-- start of DATA LISTING --

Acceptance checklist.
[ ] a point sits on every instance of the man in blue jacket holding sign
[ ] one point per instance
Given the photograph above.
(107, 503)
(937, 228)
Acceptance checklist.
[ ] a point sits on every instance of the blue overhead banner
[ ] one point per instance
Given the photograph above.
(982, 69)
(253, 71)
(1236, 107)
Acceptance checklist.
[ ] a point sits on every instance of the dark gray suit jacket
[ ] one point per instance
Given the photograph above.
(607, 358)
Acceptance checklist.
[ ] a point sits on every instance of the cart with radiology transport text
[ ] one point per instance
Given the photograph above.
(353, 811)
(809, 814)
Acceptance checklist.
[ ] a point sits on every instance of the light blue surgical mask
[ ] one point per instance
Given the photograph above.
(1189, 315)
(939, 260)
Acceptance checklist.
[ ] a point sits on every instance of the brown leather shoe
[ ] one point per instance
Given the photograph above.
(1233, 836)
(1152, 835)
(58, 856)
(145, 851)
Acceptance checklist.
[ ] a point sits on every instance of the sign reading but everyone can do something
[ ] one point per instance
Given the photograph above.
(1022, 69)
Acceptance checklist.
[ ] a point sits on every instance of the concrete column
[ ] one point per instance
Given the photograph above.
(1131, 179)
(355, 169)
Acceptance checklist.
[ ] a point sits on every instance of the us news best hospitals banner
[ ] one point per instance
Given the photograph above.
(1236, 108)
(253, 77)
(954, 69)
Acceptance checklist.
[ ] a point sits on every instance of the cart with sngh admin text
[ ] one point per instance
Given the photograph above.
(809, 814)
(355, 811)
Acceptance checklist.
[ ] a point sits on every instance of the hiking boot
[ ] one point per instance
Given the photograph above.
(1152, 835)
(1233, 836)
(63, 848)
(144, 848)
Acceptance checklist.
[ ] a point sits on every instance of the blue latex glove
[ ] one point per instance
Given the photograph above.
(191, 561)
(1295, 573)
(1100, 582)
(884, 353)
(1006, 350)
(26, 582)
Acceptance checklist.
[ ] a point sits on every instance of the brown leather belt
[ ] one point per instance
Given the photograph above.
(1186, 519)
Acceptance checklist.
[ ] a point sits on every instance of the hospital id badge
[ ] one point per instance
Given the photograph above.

-- end of DATA LISTING --

AIM OF THE TASK:
Collect every line of the items that contains the string "text".

ANSWER FOR THIS EXERCISE:
[ ] a point sits on every instance of the cart with radiology transport text
[ ] a point sits on every instance of the cart with sngh admin text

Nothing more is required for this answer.